**QUESTIONS:**
A. Rewrite the spousal maintenance text between "When is it possible" and "ongoing maintenance unnecessary.", inclusive, using "Courts" in place of "Judges".
B. Summarize the spousal maintenance text in two sentences.
C. According to the spousal maintenance text, what is spousal maintenance called in other states?

**EXERCISE PASSAGE:**
On Behalf of | May 7, 2024 | Spousal Maintenance

Addressing economic issues is one of the most pressing concerns in any Washington divorce. Spouses have to find a way to divide their marital property at the end of a marriage. They also need to address the financial needs of any children they share. In some cases, one parent might have made numerous personal sacrifices for the benefit of the family unit. They may have left their career or agreed to work only part-time to care for the home and the children in the family.

The unpaid contributions of one spouse may allow the other to thrive in their career, which is one reason why the Washington courts may order spousal maintenance. Also known as alimony in other states, spousal maintenance provides a dependent or lower-earning spouse with financial support after the end of a marriage. The person paying maintenance may find the payments frustrating and expensive.

When is it possible to modify an existing spousal maintenance order?

After a substantial change in circumstances

The law in Washington provides numerous guidelines for the creation of spousal maintenance orders. Judges have to consider factors ranging from the health and separate property of each spouse to the duration of the marriage. There is usually an expectation that the party paying maintenance should continue doing so until they complete the maintenance requirements outlined in the court order.

However, it is sometimes possible to change maintenance obligations when family circumstances change. The spouse paying maintenance could request a reduction or early termination of their maintenance obligations when the other spouse goes back to work or secures a promotion. Their improved financial circumstances may make ongoing maintenance unnecessary.

**STUDY MATERIAL:**

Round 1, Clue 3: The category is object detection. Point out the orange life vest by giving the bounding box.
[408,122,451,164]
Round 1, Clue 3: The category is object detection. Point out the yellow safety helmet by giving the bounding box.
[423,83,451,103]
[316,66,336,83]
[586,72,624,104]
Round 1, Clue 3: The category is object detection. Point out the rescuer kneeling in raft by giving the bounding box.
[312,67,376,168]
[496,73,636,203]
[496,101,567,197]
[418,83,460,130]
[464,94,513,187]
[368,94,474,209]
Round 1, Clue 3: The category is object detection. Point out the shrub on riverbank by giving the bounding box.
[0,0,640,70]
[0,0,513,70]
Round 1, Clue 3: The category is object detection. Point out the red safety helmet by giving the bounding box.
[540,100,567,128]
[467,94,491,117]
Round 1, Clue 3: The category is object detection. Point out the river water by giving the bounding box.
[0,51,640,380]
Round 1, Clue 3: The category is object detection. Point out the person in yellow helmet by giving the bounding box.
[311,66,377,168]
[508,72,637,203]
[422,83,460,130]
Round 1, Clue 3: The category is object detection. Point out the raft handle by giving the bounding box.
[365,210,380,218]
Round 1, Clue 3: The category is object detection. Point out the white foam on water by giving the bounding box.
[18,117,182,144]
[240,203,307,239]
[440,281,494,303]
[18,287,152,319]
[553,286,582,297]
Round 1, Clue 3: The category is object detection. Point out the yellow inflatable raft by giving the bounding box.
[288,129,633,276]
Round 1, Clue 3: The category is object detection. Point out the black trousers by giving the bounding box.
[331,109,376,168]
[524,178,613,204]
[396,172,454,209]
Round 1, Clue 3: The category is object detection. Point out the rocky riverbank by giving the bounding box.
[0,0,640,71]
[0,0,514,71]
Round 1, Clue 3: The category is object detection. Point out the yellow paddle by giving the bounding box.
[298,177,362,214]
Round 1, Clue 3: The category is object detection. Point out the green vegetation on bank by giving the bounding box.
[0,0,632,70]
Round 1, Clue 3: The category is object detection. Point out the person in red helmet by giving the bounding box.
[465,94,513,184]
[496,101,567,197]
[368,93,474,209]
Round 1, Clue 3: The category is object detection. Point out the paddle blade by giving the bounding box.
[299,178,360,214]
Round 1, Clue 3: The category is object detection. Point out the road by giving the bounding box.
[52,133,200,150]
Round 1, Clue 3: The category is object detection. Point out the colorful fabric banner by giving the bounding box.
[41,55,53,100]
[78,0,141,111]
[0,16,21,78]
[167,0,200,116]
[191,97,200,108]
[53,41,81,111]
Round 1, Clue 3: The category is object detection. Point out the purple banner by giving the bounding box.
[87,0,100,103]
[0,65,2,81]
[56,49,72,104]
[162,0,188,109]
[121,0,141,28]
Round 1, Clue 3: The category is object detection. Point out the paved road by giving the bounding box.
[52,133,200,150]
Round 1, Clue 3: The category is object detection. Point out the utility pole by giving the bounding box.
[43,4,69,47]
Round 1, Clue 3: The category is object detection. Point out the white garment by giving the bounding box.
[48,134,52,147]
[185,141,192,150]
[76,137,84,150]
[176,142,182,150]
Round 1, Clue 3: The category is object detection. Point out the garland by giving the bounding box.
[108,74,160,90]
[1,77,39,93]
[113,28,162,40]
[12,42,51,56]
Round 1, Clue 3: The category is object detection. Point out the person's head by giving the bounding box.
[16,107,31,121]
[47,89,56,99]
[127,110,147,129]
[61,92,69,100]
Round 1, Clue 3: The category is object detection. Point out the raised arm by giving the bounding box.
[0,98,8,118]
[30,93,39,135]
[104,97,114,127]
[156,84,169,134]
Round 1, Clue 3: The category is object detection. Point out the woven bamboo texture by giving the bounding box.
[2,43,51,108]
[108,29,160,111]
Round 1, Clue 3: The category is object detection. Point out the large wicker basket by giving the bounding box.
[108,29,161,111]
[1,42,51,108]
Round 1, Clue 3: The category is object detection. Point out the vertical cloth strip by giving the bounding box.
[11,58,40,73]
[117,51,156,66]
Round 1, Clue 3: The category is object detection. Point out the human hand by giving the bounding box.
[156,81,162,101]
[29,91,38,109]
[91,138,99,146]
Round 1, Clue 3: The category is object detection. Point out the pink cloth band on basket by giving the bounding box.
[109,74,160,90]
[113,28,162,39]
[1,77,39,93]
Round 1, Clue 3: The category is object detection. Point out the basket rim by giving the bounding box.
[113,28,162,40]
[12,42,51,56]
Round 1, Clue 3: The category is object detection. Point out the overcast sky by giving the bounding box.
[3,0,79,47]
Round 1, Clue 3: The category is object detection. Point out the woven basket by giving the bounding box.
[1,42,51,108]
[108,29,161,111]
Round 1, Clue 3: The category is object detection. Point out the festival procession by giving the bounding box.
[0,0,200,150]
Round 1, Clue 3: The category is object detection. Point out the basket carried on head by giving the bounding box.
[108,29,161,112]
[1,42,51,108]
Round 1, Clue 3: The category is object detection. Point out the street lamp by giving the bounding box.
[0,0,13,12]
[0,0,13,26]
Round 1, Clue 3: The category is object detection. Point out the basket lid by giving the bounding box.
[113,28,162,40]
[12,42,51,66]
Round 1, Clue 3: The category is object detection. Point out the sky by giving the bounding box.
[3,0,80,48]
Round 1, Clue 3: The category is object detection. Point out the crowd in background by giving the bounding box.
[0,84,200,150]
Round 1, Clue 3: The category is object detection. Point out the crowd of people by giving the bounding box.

**EXERCISE ANSWERS:**
A.
When is it possible to modify an existing spousal maintenance order?

After a substantial change in circumstances

The law in Washington provides numerous guidelines for the creation of spousal maintenance orders. Courts have to consider factors ranging from the health and separate property of each spouse to the duration of the marriage. There is usually an expectation that the party paying maintenance should continue doing so until they complete the maintenance requirements outlined in the court order.

However, it is sometimes possible to change maintenance obligations when family circumstances change. The spouse paying maintenance could request a reduction or early termination of their maintenance obligations when the other spouse goes back to work or secures a promotion. Their improved financial circumstances may make ongoing maintenance unnecessary.

B. In a Washington divorce, courts may order spousal maintenance to give a dependent or lower-earning spouse financial support after the marriage ends, partly because one spouse's unpaid contributions may have helped the other thrive in their career. The paying spouse is usually expected to meet the requirements of the court order, but they could seek a reduction or early termination after a substantial change in circumstances, such as the other spouse going back to work or securing a promotion.

C. Alimony.